(Work instructions)
1 – Rewrite the part of the text on the album Saved that opens with "Saved is the" and closes with "strong personal faith.", replacing "strong personal faith" with "deep personal faith".
2 – List every line of the entries that contains the word "mountain". Case counts.

(Provided text)
[Start]

Saved is the 20th studio album by American singer-songwriter Bob Dylan, released on June 23, 1980, by Columbia Records. Saved was the second album of Dylan's "Christian trilogy". It expanded on themes explored on its predecessor Slow Train Coming, with gospel arrangements and lyrics extolling the importance of a strong personal faith.

Artwork
The cover of Saved originally featured a painting by Tony Wright of Jesus Christ's hand reaching down to touch the hands of his believers. However, this cover was subsequently replaced by a painting of Dylan on stage performing during that time period in order to downplay the overtly religious nature of the original cover. It has since been changed back on some re-releases. A quote inside the sleevenotes reads: "'Behold, the days come, sayeth the Lord, that I will make a new covenant with the house of Israel, and with the house of Judah' (Jeremiah 31:31)".

[End]

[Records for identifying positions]
[Start]

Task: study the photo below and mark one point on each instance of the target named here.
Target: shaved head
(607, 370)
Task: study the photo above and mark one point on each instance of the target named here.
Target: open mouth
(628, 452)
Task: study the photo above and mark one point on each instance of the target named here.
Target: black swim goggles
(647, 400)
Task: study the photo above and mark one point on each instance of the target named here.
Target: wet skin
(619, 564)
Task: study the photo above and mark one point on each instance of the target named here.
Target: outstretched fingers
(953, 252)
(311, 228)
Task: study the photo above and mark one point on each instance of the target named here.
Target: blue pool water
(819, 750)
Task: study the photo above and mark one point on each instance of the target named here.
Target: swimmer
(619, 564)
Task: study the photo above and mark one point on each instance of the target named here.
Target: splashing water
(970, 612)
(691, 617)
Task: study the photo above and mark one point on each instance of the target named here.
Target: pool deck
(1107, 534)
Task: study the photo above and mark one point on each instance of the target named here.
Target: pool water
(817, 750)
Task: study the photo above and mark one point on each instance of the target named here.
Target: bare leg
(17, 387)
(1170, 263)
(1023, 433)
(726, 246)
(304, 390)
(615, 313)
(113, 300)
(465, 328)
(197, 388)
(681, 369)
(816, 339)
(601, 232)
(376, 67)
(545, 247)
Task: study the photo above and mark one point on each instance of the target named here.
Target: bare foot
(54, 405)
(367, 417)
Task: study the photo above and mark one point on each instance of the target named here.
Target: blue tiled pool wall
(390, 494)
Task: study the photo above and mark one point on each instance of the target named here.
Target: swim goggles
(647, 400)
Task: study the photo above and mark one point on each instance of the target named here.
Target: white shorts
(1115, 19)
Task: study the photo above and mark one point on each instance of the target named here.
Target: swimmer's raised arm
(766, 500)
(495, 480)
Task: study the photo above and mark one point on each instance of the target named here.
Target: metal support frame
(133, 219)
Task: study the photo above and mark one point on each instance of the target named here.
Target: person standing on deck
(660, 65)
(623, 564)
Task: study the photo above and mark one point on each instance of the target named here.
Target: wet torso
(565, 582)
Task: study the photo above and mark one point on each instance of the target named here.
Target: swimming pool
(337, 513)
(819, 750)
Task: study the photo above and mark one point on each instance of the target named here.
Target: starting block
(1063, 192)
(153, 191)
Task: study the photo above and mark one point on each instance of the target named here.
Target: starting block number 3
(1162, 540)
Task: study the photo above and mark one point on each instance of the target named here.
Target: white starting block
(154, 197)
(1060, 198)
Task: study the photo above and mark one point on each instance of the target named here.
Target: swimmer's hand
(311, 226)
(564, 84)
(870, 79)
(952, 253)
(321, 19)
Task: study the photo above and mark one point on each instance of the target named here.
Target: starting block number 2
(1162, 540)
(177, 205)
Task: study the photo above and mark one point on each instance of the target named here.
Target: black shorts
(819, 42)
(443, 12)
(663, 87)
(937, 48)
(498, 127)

[End]
[Start]

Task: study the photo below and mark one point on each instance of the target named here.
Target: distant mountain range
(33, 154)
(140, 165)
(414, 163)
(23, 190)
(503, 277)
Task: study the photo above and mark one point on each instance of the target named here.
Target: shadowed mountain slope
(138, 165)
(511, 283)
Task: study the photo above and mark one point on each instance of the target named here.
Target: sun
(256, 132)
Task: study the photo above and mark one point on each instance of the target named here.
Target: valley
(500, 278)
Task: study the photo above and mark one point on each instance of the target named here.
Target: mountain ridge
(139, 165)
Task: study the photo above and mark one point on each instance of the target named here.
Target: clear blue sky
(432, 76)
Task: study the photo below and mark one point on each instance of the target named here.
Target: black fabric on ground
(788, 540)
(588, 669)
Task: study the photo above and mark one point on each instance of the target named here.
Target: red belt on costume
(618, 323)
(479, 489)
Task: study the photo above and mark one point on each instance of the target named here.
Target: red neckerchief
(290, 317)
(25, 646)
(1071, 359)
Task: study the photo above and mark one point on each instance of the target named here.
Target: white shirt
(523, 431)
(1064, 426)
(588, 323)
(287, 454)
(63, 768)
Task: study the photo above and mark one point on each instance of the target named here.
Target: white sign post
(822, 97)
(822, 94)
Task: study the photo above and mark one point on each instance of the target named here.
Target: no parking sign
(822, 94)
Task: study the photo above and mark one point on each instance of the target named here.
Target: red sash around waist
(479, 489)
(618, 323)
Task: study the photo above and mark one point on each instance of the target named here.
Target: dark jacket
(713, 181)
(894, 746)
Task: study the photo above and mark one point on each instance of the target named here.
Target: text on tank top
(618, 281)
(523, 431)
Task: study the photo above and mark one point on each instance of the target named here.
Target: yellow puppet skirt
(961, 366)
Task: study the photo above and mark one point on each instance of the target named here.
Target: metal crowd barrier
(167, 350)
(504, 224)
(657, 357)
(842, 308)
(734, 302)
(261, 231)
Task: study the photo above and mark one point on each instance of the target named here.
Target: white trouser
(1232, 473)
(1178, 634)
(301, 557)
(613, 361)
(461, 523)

[End]
[Start]

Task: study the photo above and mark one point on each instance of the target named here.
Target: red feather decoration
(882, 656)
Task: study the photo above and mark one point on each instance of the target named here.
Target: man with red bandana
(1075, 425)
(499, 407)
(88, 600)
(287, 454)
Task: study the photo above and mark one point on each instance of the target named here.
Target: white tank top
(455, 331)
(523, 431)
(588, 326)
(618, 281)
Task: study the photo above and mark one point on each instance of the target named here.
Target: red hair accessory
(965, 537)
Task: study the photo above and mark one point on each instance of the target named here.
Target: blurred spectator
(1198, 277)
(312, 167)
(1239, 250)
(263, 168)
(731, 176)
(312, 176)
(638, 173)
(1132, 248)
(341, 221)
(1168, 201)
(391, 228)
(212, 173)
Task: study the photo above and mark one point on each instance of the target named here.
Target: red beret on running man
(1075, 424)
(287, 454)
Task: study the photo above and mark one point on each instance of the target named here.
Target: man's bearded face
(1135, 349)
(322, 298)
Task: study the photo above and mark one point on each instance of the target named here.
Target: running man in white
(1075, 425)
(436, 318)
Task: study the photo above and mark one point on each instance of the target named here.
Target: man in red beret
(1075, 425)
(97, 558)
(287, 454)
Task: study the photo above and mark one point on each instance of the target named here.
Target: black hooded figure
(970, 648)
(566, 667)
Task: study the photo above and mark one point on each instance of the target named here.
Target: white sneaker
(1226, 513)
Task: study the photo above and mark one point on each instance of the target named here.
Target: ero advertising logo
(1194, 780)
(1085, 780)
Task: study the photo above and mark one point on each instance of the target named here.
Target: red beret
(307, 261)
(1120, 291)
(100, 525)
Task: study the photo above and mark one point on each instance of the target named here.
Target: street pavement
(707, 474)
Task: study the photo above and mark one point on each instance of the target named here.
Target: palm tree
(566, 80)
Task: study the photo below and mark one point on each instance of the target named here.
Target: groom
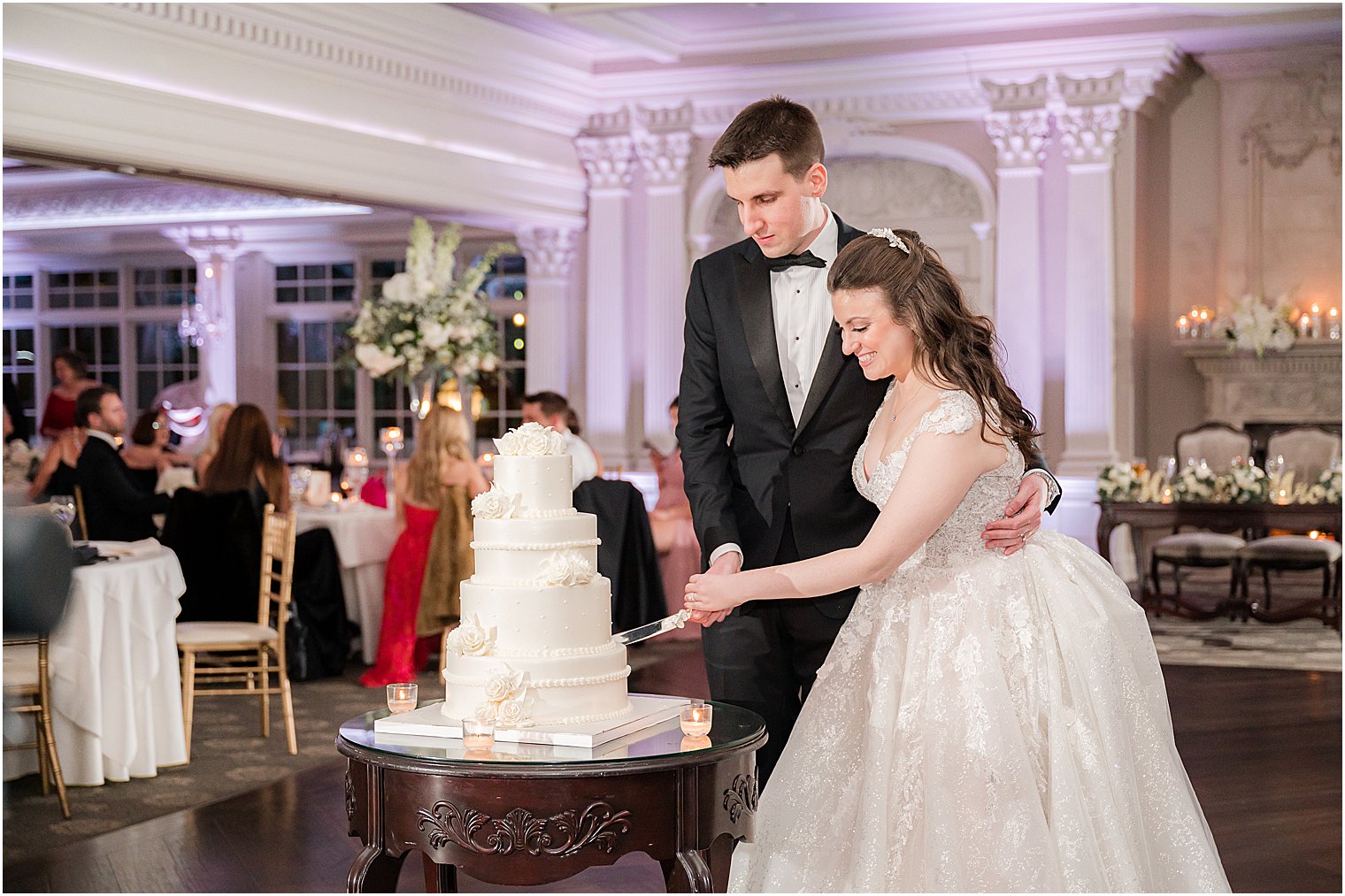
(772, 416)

[End]

(Per-task answers)
1 –
Saved is the 20th studio album by American singer-songwriter Bob Dylan, released on June 23, 1980, by Columbia Records. Saved was the second album of Dylan's "Christian trilogy". It expanded on themes explored on its predecessor Slow Train Coming, with gospel arrangements and lyrics extolling the importance of a deep personal faith.

2 –
Target: distant mountain range
Target: shadowed mountain slope
Target: mountain ridge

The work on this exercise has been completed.